Please reproduce the article below on the Selma "Bloody Sunday" anniversary word for word, from its first sentence to its last.

** Begin Text excerpt **

Thousands of people crowded on to a small Alabama bridge on Sunday to commemorate the bloody confrontation 50 years ago between police and peaceful protesters that helped bring about the 1965 Voting Rights Act.
A day after President Barack Obama had walked atop the Edmund Pettus Bridge, many jammed shoulder to shoulder, as they recalled the civil rights struggle and walked in historic footsteps. Police said at least 15,000 to 20,000 people had joined the throng on and around the small bridge.
Obama and other leaders delivered spirited speeches in Selma on Saturday in remembrance of the violence that broke out on March 7, 1965, when police tear-gassed and beat peaceful marchers, who gatherer to protest voting restrictions and the fatal shooting of a black activist by police weeks earlier.
"Fifty years from 'Bloody Sunday,' our march is not yet finished. But we are getting closer," Obama said Saturday to a crowd estimated to be more than 40,000 strong.
Sunday's events commemorating the 50th anniversary of "Bloody Sunday" kicked off with the Martin Luther and Coretta Scott King Unity Breakfast at Wallace Community College, followed by film screenings in the city. The city also honored President Lyndon Johnson, who signed the 1965 Voting Rights Act. His daughter, Luci Baines Johnson, accepted an award Sunday morning on his behalf.
"You remember how deeply Daddy cared about social justice and how hard he worked to make it happen," she said, as a crowd of hundreds gave the late president a standing ovation — some chanting, “L.B.J., L.B.J.”

** End Text excerpt **
** Begin Stored data **

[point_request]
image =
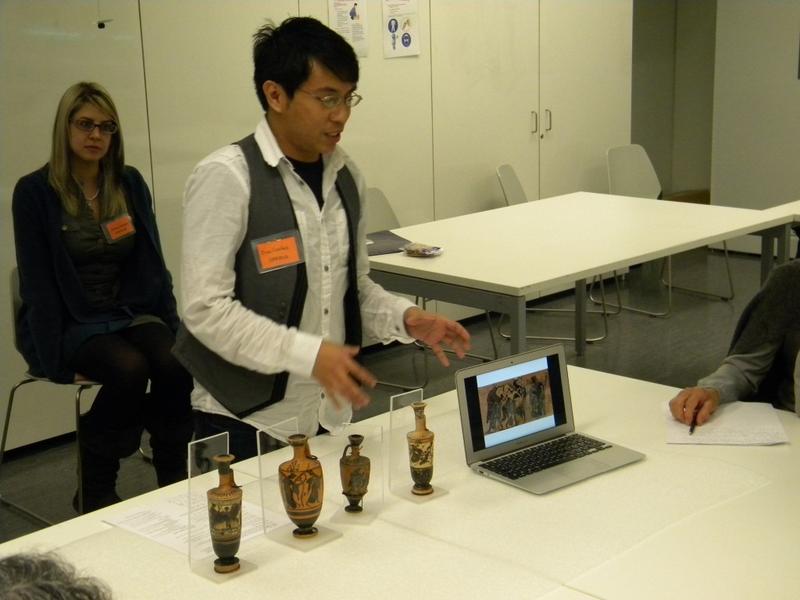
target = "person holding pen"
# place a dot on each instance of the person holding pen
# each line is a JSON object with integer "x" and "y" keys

** End Stored data **
** Begin Stored data **

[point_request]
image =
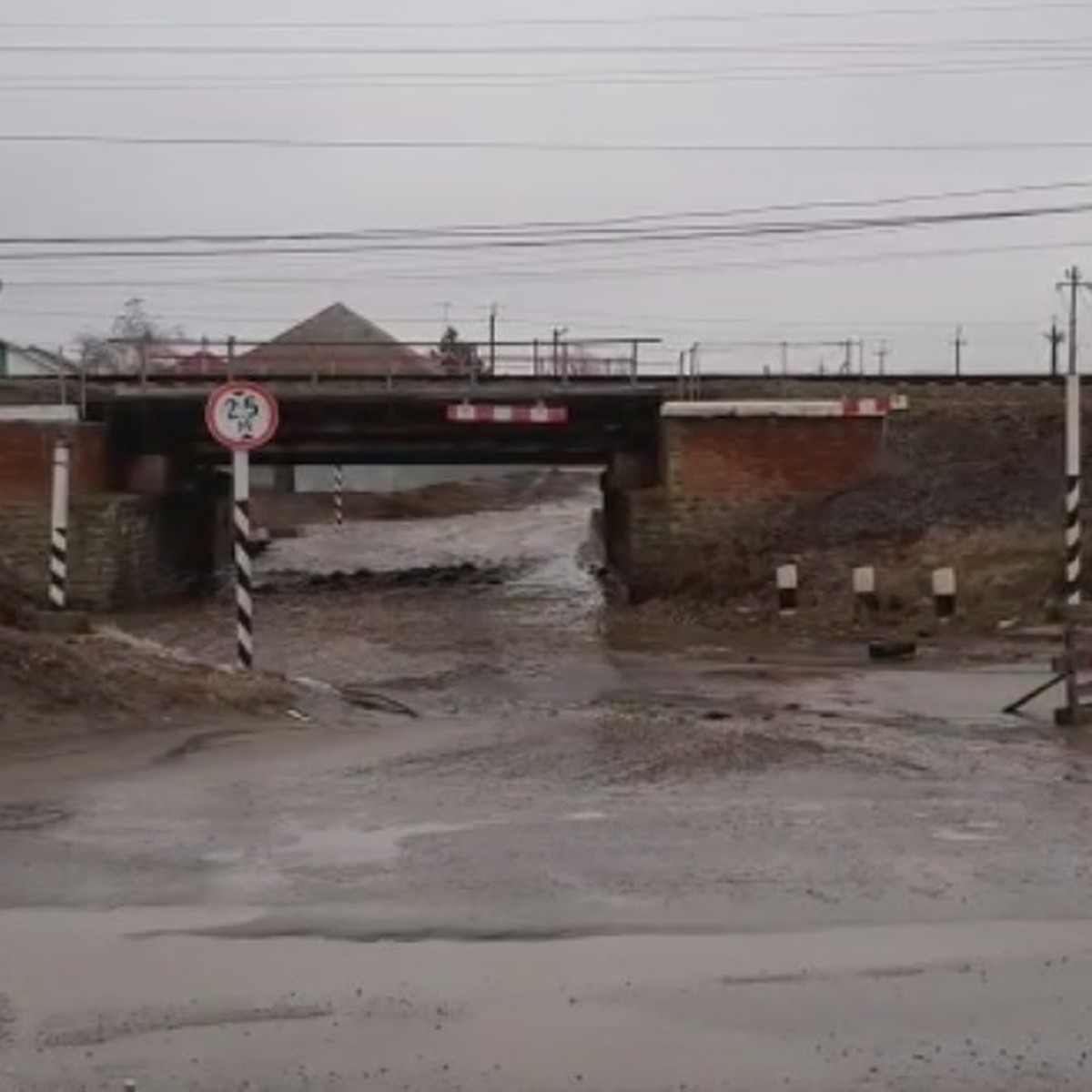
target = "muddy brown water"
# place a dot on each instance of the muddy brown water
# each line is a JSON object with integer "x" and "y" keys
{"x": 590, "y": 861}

** End Stored data **

▶ Solution for this problem
Thousands of people crowded on to a small Alabama bridge on Sunday to commemorate the bloody confrontation 50 years ago between police and peaceful protesters that helped bring about the 1965 Voting Rights Act.
A day after President Barack Obama had walked atop the Edmund Pettus Bridge, many jammed shoulder to shoulder, as they recalled the civil rights struggle and walked in historic footsteps. Police said at least 15,000 to 20,000 people had joined the throng on and around the small bridge.
Obama and other leaders delivered spirited speeches in Selma on Saturday in remembrance of the violence that broke out on March 7, 1965, when police tear-gassed and beat peaceful marchers, who gatherer to protest voting restrictions and the fatal shooting of a black activist by police weeks earlier.
"Fifty years from 'Bloody Sunday,' our march is not yet finished. But we are getting closer," Obama said Saturday to a crowd estimated to be more than 40,000 strong.
Sunday's events commemorating the 50th anniversary of "Bloody Sunday" kicked off with the Martin Luther and Coretta Scott King Unity Breakfast at Wallace Community College, followed by film screenings in the city. The city also honored President Lyndon Johnson, who signed the 1965 Voting Rights Act. His daughter, Luci Baines Johnson, accepted an award Sunday morning on his behalf.
"You remember how deeply Daddy cared about social justice and how hard he worked to make it happen," she said, as a crowd of hundreds gave the late president a standing ovation — some chanting, “L.B.J., L.B.J.”